→ Auszüge aus Datensätzen:
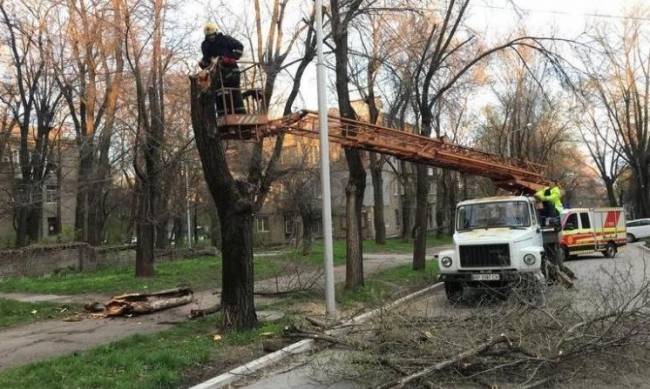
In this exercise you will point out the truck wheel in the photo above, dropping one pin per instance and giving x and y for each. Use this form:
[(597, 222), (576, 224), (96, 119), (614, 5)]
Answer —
[(610, 251), (454, 292)]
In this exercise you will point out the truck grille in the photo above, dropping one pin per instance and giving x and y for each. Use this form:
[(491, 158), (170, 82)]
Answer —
[(485, 255)]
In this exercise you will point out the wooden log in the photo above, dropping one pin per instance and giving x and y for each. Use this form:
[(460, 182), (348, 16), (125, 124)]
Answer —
[(143, 303)]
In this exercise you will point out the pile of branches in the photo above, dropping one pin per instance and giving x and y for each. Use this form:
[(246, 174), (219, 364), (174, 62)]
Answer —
[(501, 344)]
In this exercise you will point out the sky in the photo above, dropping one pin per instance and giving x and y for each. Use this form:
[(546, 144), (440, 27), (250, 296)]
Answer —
[(493, 19)]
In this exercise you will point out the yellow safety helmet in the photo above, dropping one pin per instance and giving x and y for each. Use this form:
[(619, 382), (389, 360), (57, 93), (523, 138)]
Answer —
[(210, 28)]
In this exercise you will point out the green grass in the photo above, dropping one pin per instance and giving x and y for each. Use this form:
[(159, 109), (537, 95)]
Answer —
[(161, 360), (393, 245), (198, 273), (166, 359), (17, 312)]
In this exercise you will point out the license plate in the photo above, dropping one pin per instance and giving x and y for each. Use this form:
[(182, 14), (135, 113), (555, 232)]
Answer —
[(486, 277)]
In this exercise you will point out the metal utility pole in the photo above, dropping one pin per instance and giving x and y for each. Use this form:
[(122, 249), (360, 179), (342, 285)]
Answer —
[(330, 303), (187, 206)]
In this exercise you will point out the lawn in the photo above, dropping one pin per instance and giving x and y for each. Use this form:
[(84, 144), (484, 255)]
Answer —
[(17, 312), (393, 245), (187, 353), (161, 360), (198, 273)]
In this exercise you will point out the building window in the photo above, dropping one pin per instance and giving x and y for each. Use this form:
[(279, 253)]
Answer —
[(316, 225), (262, 224), (51, 194), (289, 225), (52, 225)]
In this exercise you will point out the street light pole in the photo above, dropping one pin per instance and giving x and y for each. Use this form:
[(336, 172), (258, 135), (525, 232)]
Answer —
[(330, 303)]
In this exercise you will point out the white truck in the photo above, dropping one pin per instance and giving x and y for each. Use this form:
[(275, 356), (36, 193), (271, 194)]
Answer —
[(497, 241)]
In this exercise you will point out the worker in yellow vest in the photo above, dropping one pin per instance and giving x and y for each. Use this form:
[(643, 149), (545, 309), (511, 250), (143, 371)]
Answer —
[(551, 198)]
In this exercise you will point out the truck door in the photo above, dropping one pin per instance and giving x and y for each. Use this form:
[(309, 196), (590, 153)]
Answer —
[(588, 235)]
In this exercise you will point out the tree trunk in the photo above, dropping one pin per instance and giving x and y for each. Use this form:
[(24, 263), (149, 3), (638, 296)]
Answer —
[(162, 237), (421, 217), (237, 275), (611, 192), (353, 264), (408, 202), (21, 214), (215, 229), (378, 194), (145, 232), (307, 231), (83, 189), (235, 206), (642, 190)]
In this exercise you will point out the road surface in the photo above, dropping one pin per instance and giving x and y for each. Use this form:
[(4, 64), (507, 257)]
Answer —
[(593, 272)]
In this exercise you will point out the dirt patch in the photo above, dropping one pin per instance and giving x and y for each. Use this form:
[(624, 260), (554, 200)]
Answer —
[(234, 357)]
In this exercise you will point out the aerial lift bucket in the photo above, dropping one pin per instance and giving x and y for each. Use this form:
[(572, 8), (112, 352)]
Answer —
[(241, 111)]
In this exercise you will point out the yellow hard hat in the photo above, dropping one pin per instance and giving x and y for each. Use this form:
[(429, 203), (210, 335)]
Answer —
[(210, 28)]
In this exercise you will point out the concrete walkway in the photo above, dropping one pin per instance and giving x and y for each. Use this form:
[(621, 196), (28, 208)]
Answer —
[(46, 339)]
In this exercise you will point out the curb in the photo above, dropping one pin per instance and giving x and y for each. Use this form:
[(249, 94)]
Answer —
[(303, 345)]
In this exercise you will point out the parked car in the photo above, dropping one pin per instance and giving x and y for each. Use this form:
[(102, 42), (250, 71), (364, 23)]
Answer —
[(592, 230), (638, 229)]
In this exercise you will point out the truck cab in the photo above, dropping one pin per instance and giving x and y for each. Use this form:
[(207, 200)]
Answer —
[(497, 241)]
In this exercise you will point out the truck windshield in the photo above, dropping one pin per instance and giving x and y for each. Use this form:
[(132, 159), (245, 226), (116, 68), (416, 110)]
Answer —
[(509, 214)]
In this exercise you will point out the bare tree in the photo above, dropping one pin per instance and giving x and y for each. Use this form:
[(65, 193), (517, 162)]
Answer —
[(36, 104), (89, 73), (237, 199), (148, 75), (343, 12), (615, 90)]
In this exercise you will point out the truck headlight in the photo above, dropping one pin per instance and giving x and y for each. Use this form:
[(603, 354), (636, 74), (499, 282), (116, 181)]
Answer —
[(529, 259)]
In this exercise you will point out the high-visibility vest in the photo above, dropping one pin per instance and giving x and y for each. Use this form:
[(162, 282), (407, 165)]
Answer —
[(555, 197)]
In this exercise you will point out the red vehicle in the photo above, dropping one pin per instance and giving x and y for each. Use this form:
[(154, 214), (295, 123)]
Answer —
[(591, 230)]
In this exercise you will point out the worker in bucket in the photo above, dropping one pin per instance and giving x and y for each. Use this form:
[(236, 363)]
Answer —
[(224, 51), (551, 198)]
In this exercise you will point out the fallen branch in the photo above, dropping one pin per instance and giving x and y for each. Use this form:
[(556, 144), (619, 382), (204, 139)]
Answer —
[(196, 313), (447, 363), (316, 322)]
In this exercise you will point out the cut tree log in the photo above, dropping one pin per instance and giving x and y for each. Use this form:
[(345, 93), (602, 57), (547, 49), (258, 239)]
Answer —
[(196, 313), (143, 303)]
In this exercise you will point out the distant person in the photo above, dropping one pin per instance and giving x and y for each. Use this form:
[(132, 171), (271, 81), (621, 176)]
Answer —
[(551, 198), (225, 51)]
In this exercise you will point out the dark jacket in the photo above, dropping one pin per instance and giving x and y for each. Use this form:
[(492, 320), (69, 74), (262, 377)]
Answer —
[(222, 46)]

→ Worum es geht: Tausche in allen Datensätzen oben „photo“ gegen „image“ aus und gib die Zeilen sonst unverändert wieder. Die Bilder kommen nicht in die Antwort.

→ Ergebnis der Übung:
In this exercise you will point out the truck wheel in the image above, dropping one pin per instance and giving x and y for each. Use this form:
[(597, 222), (576, 224), (96, 119), (614, 5)]
Answer —
[(610, 251), (454, 292)]
In this exercise you will point out the truck grille in the image above, dropping one pin per instance and giving x and y for each. Use this form:
[(491, 158), (170, 82)]
Answer —
[(485, 255)]
In this exercise you will point out the wooden log in the image above, dropping one pin per instance and giving x and y for each. Use this form:
[(460, 182), (348, 16), (125, 124)]
Answer —
[(143, 303)]
In this exercise you will point out the pile of branches in the image above, dropping one pin per instance and giving x and y for each. Use this form:
[(246, 174), (219, 364), (174, 62)]
Answer —
[(501, 344)]
In this exercise you will point out the sky in the image above, dropping one pin per instance and giving x and y for each. Use this form:
[(546, 144), (440, 27), (250, 296)]
Answer —
[(493, 19)]
In this exercise you will point out the yellow safety helmet in the image above, dropping one pin per instance and giving x and y for each. Use this form:
[(619, 382), (389, 360), (57, 93), (523, 138)]
Answer —
[(210, 28)]
In this exercise you will point out the green grass in the image above, dropping one pin per instance and giving x and y for each. Use this form:
[(159, 109), (537, 95)]
Answer —
[(161, 360), (393, 245), (198, 273), (166, 359), (17, 312)]
In this exercise you will point out the license plate in the image above, dropping one pin per instance and giving x and y for each. Use this form:
[(182, 14), (135, 113), (555, 232)]
Answer —
[(486, 277)]
In this exercise you will point out the metal utility pole in the image above, dropping one pin per instance and giving x and y for each. Use this form:
[(122, 249), (360, 179), (342, 285)]
Answer —
[(330, 303), (187, 206)]
In this exercise you will point out the lawn in the image above, dropping one pin per instance and giving x and y for each. Use this form:
[(84, 144), (484, 255)]
Answer —
[(17, 312), (393, 245), (187, 353), (161, 360), (198, 273)]
In this exercise you will point out the building window in the image above, dropping one pin per instance and giving x and y for each. Use this form:
[(279, 253)]
Answer —
[(316, 225), (262, 224), (51, 194), (289, 225), (52, 225)]
In this exercise you will point out the street light pole in the image above, dropping one pin per instance and giving x and y for each. Use this form:
[(336, 172), (258, 135), (525, 232)]
Answer —
[(330, 303)]
In this exercise you will point out the white truck in the image above, dropping one pin per instance and giving x and y for each. Use this form:
[(275, 356), (36, 193), (271, 194)]
Answer —
[(497, 241)]
In this exercise you will point out the worker in yellow vest in the image above, dropping one pin per instance and giving x and y for each. Use this form:
[(643, 149), (545, 309), (511, 250), (143, 371)]
Answer —
[(551, 198)]
In this exercise you will point out the truck door in the image above, dropping one pin per instance and giving x and y for each. Use this form:
[(309, 196), (590, 153)]
Answer —
[(588, 235)]
In this exercise you will point out the tree trunk in the image above, dropping one pin per instance and giving x and y for each. Use this form:
[(24, 263), (149, 3), (638, 296)]
Answer —
[(162, 237), (421, 217), (237, 275), (611, 192), (353, 264), (408, 202), (21, 214), (215, 229), (378, 194), (145, 232), (307, 231), (83, 189), (235, 206), (642, 190)]
In this exercise you will point out the road surface in the image above, dropping one pin per instance and giving x and y for each. Use this form:
[(4, 64), (507, 257)]
Answer —
[(593, 272)]
In this exercise you will point out the dirt patch in the image above, dropping one pin per instance and giving x and y for each. Use this form:
[(624, 260), (554, 200)]
Answer —
[(234, 357)]
In this exercise you will point out the aerial lift bucket in the image above, dropping one pin per instance and giving x and y for each. Use this form:
[(572, 8), (112, 352)]
Answer —
[(241, 111)]
In this exercise you will point out the yellow hard hat in the image above, dropping one pin per instance and giving x and y for each. Use this form:
[(429, 203), (210, 335)]
Answer —
[(210, 28)]
In this exercise you will point out the concrete walkway in the image above, dropping one pin per instance and giving x and y for each. Use this form:
[(621, 196), (28, 208)]
Answer —
[(46, 339)]
In this exercise you will point out the curb in the image above, dropping one pin per instance and giving x and y for each. Use this form:
[(249, 94)]
Answer —
[(303, 345)]
In this exercise you will point out the parked car in the image above, dropping one pin per instance and giving x and y for each. Use this form:
[(102, 42), (250, 71), (364, 23)]
Answer —
[(592, 230), (638, 229)]
In this exercise you will point out the truck cab in the image above, dropping one pin per instance and giving x and y for each. Use this form:
[(207, 200)]
Answer —
[(497, 241)]
In this exercise you will point out the truck windshield in the image above, dropping one pin per instance and giving x and y for each. Use this form:
[(132, 159), (245, 226), (116, 68), (416, 110)]
Answer —
[(509, 214)]
In this exercise you will point out the bare tree in the image above, dropping one pin per instance and giving x and y for each. Use this form:
[(65, 193), (517, 162)]
Answer —
[(36, 104), (89, 73), (237, 199), (148, 75), (343, 12), (615, 90)]
In this exercise you will point out the truck headlight in the image above, dropping one pin per instance and giving x and y for each. Use this form:
[(603, 354), (636, 74), (499, 282), (116, 181)]
Answer —
[(529, 259)]
In this exercise you will point out the high-visibility vest in the image above, dropping one pin per instance and giving x and y for each. Use this form:
[(162, 282), (407, 165)]
Answer —
[(555, 197)]
In this exercise you will point out the red vehicle in the image above, dropping one pin per instance and giving x and y for each. Use this form:
[(154, 214), (295, 123)]
Answer —
[(591, 230)]
In this exercise you will point out the worker in bucket in the image above, dropping one pin per instance and giving x and y for each. Use this form:
[(236, 363)]
Answer —
[(224, 51), (551, 198)]
In this exercise you will point out the fallen branch in the image above, dropping one pin per instance and giving x and y for each. Use this form:
[(556, 144), (619, 382), (204, 139)]
Answer —
[(196, 313), (447, 363), (316, 322)]
In this exercise you will point out the cut tree log in the image above, dropping one pin per instance and giving x and y for each. Use this form:
[(345, 93), (602, 57), (547, 49), (258, 239)]
Answer —
[(196, 313), (143, 303)]
In this exercise you will point out the distant person in the image above, dropping one pin per instance and giving x and y for each. Use this form:
[(132, 171), (271, 81), (621, 176)]
Answer —
[(551, 198), (225, 51)]
In this exercise you will point out the dark jacket in the image above, dropping one pin per instance and giving x and y for each. Use this form:
[(492, 320), (69, 74), (262, 377)]
Answer —
[(222, 46)]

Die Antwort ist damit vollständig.